WHAT YOU HAVE TO DO: Copy each of the records below word for word, with no changes.

Object location annotation records:
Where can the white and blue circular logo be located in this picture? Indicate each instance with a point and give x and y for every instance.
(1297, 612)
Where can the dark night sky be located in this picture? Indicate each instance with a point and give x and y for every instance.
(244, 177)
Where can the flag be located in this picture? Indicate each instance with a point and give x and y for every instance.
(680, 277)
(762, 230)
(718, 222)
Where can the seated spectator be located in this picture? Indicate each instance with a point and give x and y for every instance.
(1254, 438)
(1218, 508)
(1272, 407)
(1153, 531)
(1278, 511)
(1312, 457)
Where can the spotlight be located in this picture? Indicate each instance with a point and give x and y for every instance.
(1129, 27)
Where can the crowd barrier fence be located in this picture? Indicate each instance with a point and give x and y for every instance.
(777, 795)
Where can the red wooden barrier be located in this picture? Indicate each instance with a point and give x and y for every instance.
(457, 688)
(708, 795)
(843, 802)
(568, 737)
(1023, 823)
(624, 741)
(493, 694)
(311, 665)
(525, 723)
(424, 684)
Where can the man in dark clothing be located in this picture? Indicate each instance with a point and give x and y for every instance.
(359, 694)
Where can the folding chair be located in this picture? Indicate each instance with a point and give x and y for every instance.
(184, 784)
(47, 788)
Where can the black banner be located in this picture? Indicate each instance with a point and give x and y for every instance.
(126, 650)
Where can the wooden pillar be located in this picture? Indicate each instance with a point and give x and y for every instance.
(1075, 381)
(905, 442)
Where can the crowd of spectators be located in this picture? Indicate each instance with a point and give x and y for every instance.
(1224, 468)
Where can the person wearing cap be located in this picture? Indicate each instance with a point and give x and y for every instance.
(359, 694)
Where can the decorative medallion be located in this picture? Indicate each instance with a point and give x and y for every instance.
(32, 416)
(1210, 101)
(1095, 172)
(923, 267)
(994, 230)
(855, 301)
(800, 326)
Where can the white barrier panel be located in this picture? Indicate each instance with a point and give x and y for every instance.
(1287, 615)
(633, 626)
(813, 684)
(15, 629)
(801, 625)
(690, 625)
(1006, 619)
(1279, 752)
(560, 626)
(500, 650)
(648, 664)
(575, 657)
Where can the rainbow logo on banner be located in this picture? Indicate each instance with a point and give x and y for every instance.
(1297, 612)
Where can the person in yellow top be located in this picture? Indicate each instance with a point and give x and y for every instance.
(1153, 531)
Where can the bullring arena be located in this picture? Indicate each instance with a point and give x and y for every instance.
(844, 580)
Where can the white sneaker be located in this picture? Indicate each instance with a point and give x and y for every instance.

SOLUTION FOR THIS TASK:
Where can the white and blue circular logo be located in this picture? Indicate each instance with a point and give x and y for every instance.
(1297, 612)
Where can the dark night sky be located in this picture? Indicate each instance with a point and give x and y for every instance.
(244, 177)
Where can the flag be located in this picture? Indicate each instance with a point and give x and y for every instance.
(680, 277)
(762, 230)
(718, 222)
Where can the seated spectator be located in this picture? Indicate each instance with a point and give x and y for every instance.
(1254, 438)
(1218, 508)
(1272, 407)
(1153, 531)
(1278, 511)
(1312, 457)
Where can the spotlight be located in this picture? Indicate each instance with a point and give x and y for every instance.
(1129, 27)
Where can the crowd barrier fence be located in this picture? Indicate each instance with a point and give x and y for every instance.
(777, 795)
Where can the red wooden barrier be located in this picture? Indicate each instance with a point and give x and y for every instance.
(457, 688)
(708, 795)
(843, 802)
(568, 737)
(1023, 823)
(624, 741)
(493, 694)
(311, 665)
(525, 723)
(424, 684)
Where can the man in dark clothing be located in this picture? Indicate each instance with a point and give x and y for every instance.
(359, 694)
Where can the folding chair be located in this picture? Indicate each instance with a point and give x and y for every instance.
(184, 784)
(47, 788)
Where can the black banner be located in this picture? Indicate each instance with a point and give x and y for every instance.
(126, 650)
Where can the wooden pillar be located in this picture? Indicate each instance with a point and give x and y for every instance.
(1075, 381)
(905, 442)
Where can the crowd of spectators be located in this picture? Indicate each instance with a point and give x and y for every instance.
(1224, 468)
Where can the person wearing cap be located in this picture? Indicate each instance with a point and give x and y for every instance.
(359, 694)
Where can the decorative medallion be located in this picture? Indicate each instance with a point and give x and y for every instance.
(32, 416)
(1210, 101)
(1095, 172)
(923, 267)
(994, 230)
(855, 301)
(800, 326)
Where can the white barrier panel be located in this picture? Indicate each instance with a point and give x and y for every instance.
(1287, 615)
(633, 626)
(813, 684)
(15, 629)
(801, 625)
(690, 625)
(1006, 619)
(1279, 752)
(560, 626)
(500, 650)
(648, 664)
(575, 657)
Where can the rainbow logo on banner be located in this picture? Indicate each instance with a point and give x and y for every instance.
(1297, 612)
Where can the person in yellow top be located in this picture? Indicate each instance with a point and give x and y for every instance.
(1153, 531)
Where can the bullring arena be located in this picture? Indicate each instance with a point and give x and y for every instance.
(844, 580)
Where can the white sneaker be located in this picture? Indicate each instance with a point and give x and y for every instance.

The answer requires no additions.